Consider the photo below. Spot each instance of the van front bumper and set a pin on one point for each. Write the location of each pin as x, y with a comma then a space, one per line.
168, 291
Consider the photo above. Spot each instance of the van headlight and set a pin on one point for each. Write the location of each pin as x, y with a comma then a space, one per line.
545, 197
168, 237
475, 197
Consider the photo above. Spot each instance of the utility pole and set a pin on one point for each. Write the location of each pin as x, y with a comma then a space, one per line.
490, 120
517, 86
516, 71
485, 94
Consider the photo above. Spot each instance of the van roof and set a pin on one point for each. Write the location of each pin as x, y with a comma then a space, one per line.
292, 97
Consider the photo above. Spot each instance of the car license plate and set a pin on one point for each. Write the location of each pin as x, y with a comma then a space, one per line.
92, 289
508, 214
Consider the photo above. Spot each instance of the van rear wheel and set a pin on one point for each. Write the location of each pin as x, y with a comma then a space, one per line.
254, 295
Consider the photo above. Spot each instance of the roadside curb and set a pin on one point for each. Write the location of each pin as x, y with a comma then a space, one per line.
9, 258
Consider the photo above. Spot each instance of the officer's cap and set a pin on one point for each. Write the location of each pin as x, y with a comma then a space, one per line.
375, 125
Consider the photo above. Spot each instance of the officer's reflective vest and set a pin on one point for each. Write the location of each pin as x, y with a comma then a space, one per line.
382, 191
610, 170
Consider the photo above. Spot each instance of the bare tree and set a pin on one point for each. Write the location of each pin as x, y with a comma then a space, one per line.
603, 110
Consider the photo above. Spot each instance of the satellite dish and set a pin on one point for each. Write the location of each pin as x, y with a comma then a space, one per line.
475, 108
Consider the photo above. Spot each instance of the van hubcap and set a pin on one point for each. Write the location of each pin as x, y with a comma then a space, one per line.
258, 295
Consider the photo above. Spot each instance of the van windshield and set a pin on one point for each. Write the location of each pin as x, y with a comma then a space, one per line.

——

= TAREA A REALIZAR =
Pasa todos los registros de arriba a una lista numerada, sin las líneas en blanco.

= RESULTADO ESPERADO =
1. Consider the photo below. Spot each instance of the van front bumper and set a pin on one point for each. Write the location of each pin as x, y with a comma then a space, one per line.
2. 168, 291
3. Consider the photo above. Spot each instance of the van headlight and set a pin on one point for each. Write the location of each pin as x, y with a comma then a space, one per line.
4. 545, 197
5. 168, 237
6. 475, 197
7. Consider the photo above. Spot each instance of the utility pole and set a pin on one point for each. Write the location of each pin as x, y with a comma then a space, one per line.
8. 490, 120
9. 517, 86
10. 516, 71
11. 485, 94
12. Consider the photo above. Spot each instance of the van roof and set a pin on one point for each. Write the location of each pin as x, y with a comma then a space, one per line.
13. 292, 97
14. Consider the photo above. Spot each instance of the car license plate and set a pin on one point for each. Write the location of each pin as x, y with a comma then a space, one per line.
15. 92, 289
16. 508, 214
17. Consider the photo above. Spot each instance of the van rear wheel and set a pin on one point for each. Write the location of each pin as x, y with a comma then a space, one per line.
18. 254, 295
19. Consider the photo above. Spot each instance of the roadside curb and set a pin on one point for each. Write the location of each pin as x, y with a comma then a space, one per line.
20. 9, 258
21. Consider the photo above. Spot each instance of the officer's cap and set a pin on one point for each. Write the location of each pin as x, y with a comma then a space, one per line.
22. 375, 125
23. Consider the photo above. Spot each instance of the officer's reflective vest and set a pin on one point for each. Write the location of each pin as x, y with a comma then a space, one per line.
24. 382, 191
25. 610, 170
26. Consider the photo above. Spot each instance of the bare tree and set a pin on one point for each. Write the location of each pin as x, y with a comma then a space, one per line.
27. 603, 110
28. Consider the photo above. Spot each instance of the satellite dish and set a pin on one point for each. Write the location of each pin as x, y with a comma then a space, one per line.
29. 475, 108
30. Consider the photo above. Spot each instance of the van hubcap and set a pin on one point for each. Write the location of each pin as x, y with a comma then a space, one per line.
31. 258, 295
32. Consider the photo above. Spot each instance of the van windshield and set a pin on one point for each. Write the location of each pin as x, y with a comma then a space, one per line.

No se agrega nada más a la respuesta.